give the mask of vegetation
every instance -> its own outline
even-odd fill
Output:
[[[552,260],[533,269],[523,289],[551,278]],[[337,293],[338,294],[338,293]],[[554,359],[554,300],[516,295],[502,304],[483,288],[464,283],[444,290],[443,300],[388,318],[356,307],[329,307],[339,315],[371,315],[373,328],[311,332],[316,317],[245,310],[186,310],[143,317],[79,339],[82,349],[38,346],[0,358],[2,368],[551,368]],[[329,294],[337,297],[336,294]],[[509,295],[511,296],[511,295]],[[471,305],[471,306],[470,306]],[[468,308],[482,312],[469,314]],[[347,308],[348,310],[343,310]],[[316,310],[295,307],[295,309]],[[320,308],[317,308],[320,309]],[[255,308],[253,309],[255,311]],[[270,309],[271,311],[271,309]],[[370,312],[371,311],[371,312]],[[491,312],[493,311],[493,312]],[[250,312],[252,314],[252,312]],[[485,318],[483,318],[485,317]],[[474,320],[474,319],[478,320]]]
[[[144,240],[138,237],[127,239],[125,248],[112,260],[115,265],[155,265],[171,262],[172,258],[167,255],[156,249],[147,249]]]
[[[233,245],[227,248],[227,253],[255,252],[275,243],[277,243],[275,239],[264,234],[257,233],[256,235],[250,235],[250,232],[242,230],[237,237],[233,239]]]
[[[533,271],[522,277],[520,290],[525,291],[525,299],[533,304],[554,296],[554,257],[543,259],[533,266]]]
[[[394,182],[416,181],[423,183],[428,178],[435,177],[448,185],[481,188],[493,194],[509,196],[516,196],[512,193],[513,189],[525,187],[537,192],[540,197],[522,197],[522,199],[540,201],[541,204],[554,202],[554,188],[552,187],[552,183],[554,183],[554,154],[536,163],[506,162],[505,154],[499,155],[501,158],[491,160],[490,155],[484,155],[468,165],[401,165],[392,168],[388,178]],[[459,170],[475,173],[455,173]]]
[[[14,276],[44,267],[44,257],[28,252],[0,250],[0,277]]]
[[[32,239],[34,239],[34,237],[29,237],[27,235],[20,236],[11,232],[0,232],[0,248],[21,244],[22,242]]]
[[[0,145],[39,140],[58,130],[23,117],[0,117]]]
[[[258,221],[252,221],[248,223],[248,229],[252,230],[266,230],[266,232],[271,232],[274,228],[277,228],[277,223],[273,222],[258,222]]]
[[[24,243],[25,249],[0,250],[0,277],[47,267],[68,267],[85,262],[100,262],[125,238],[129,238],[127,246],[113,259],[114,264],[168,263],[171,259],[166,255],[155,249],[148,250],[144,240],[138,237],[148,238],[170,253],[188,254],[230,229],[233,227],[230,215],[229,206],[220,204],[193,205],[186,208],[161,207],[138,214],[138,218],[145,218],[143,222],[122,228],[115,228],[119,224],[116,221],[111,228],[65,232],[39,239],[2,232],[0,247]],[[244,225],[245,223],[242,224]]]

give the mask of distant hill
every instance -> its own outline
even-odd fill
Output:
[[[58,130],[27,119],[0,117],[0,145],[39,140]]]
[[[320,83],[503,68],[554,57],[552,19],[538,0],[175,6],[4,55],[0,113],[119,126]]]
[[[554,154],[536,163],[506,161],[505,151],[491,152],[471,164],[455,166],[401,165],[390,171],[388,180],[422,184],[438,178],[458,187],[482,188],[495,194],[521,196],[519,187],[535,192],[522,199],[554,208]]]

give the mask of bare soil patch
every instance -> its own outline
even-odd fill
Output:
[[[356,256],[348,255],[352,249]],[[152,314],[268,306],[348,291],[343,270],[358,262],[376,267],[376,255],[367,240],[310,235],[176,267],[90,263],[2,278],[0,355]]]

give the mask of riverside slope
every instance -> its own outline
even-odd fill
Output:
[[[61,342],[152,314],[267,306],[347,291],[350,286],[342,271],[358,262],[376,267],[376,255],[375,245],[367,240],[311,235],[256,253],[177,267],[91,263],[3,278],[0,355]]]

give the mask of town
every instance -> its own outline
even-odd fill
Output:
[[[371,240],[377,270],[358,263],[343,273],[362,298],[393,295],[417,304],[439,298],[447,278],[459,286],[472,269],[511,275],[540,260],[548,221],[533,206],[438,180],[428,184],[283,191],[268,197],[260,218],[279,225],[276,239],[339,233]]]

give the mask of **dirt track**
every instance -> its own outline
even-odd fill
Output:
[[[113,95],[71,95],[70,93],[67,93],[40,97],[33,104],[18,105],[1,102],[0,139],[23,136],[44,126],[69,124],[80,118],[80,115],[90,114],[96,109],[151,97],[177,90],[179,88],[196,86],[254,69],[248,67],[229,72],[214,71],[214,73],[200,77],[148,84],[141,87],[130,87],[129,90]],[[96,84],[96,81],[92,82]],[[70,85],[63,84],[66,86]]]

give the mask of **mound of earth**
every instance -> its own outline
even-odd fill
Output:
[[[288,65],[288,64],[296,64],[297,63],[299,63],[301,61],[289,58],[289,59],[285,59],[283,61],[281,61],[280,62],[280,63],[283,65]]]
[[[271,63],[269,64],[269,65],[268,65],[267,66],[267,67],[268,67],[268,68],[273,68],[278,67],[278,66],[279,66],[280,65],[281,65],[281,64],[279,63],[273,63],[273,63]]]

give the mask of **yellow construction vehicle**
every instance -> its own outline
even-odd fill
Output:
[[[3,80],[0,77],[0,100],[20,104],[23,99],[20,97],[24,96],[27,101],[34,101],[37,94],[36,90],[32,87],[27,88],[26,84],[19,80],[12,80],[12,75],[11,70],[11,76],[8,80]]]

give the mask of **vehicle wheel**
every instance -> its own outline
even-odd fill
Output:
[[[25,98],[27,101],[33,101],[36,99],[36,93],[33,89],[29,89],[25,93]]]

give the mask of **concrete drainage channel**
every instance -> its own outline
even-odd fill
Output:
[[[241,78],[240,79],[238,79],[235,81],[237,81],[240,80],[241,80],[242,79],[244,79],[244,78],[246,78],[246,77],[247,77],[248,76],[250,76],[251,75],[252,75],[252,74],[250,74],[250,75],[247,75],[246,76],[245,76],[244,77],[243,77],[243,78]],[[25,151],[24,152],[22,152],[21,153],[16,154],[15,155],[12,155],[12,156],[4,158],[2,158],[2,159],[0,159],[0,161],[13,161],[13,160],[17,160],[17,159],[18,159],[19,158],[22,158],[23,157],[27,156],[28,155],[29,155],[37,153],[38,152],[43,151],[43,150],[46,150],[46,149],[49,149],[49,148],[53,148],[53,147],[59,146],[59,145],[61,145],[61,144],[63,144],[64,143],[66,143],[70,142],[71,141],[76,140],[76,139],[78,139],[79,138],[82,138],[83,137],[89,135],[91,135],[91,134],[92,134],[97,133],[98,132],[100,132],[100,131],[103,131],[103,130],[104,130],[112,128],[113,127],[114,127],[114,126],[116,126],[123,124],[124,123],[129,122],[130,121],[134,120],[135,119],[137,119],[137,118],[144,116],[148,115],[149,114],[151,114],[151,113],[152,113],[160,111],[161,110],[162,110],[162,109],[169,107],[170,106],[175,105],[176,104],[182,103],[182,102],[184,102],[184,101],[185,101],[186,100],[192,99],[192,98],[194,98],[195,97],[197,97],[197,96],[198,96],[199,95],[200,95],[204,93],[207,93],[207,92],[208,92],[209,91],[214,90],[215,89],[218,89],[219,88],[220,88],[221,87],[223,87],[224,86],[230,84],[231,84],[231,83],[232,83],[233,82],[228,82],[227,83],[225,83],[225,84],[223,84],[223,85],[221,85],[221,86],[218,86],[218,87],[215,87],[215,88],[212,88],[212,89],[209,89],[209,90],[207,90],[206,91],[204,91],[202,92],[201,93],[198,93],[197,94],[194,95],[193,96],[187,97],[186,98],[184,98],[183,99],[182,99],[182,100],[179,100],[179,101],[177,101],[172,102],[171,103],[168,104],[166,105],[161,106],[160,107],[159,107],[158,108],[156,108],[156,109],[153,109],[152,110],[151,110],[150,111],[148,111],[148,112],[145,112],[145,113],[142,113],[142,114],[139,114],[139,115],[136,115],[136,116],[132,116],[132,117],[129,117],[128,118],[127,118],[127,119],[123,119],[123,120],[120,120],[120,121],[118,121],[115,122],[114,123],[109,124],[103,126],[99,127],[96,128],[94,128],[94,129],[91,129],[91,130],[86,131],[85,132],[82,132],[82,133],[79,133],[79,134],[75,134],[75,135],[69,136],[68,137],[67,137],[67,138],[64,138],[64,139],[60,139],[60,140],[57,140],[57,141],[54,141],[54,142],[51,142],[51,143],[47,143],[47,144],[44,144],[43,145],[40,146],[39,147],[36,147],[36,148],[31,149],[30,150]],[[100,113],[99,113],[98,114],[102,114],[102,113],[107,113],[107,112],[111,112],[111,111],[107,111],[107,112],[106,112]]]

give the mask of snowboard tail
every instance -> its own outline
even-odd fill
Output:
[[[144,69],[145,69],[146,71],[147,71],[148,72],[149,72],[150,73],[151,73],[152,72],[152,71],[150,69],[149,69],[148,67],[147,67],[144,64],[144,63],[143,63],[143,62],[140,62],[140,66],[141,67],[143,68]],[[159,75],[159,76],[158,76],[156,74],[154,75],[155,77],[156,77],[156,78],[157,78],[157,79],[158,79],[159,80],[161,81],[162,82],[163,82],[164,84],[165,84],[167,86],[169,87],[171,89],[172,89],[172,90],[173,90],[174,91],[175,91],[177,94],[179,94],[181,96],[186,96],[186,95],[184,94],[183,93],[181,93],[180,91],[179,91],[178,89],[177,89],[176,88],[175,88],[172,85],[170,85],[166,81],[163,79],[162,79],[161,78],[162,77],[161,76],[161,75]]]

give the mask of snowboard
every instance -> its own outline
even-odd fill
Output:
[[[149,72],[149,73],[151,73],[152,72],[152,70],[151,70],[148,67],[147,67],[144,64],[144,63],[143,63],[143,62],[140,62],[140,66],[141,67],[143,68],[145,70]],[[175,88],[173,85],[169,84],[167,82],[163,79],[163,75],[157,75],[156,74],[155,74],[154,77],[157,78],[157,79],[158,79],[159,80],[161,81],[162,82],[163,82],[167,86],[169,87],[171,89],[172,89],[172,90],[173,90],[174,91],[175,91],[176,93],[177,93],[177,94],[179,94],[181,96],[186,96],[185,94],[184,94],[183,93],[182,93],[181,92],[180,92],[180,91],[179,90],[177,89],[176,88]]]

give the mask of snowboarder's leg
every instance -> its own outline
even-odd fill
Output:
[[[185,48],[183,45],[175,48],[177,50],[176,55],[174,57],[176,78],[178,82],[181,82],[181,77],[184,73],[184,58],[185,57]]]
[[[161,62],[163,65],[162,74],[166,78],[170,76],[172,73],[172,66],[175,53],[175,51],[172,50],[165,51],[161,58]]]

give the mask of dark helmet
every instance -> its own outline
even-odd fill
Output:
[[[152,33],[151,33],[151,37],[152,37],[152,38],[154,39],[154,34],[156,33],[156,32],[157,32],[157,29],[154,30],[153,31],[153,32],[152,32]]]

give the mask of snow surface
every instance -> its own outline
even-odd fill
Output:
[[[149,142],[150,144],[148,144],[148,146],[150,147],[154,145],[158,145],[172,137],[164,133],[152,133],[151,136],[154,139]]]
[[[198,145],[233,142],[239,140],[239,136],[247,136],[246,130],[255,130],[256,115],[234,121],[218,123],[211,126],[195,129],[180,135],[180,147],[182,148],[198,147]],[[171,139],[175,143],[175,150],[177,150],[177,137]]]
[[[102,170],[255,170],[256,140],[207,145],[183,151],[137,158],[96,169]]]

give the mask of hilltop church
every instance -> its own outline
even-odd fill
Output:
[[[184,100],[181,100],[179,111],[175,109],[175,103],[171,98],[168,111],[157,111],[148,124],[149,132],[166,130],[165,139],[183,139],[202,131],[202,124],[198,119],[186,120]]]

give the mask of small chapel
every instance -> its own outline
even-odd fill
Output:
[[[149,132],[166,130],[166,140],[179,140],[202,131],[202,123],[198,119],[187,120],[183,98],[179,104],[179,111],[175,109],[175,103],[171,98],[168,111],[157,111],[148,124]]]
★ ★ ★
- TASK DIRECTIONS -
Every line from the one containing "give the mask of snowboarder's leg" through the last line of the entries must be written out verbatim, and no other line.

- WRITTEN ANSWER -
give the mask of snowboarder's leg
every instance -> its own outline
even-odd fill
Output:
[[[185,48],[183,45],[175,48],[177,50],[176,55],[174,57],[176,78],[178,82],[181,82],[181,77],[184,73],[184,58],[185,57]]]
[[[161,62],[163,65],[162,74],[166,78],[170,76],[172,73],[172,66],[175,53],[175,51],[172,50],[165,51],[161,58]]]

give the mask of dark helmet
every instance -> its own outline
even-odd fill
Output:
[[[152,33],[151,33],[151,37],[152,37],[152,38],[154,39],[154,34],[156,33],[156,32],[157,32],[157,29],[154,30],[153,31],[153,32],[152,32]]]

give the mask of snow surface
every instance -> its own outline
even-odd fill
Output:
[[[149,142],[150,144],[148,144],[148,146],[150,147],[154,145],[158,145],[172,137],[164,133],[152,133],[151,136],[154,139]]]
[[[198,145],[233,142],[239,140],[239,136],[247,136],[246,130],[255,130],[256,115],[234,121],[218,123],[211,126],[195,129],[180,135],[180,147],[182,148],[198,147]],[[171,139],[175,143],[175,150],[177,150],[177,137]]]
[[[102,170],[255,170],[256,140],[207,145],[183,151],[137,158],[96,169]]]

give the mask of hilltop church
every instance -> its own outline
even-odd fill
Output:
[[[184,100],[181,100],[179,111],[175,109],[175,103],[171,98],[168,111],[157,111],[148,124],[149,132],[166,130],[165,139],[183,139],[202,131],[202,124],[198,119],[186,120]]]

give the mask of small chapel
every instance -> its own outline
even-odd fill
Output:
[[[149,132],[166,130],[166,140],[179,140],[202,131],[202,123],[198,119],[187,120],[183,98],[179,104],[179,111],[175,109],[175,103],[171,98],[168,111],[157,111],[148,124]]]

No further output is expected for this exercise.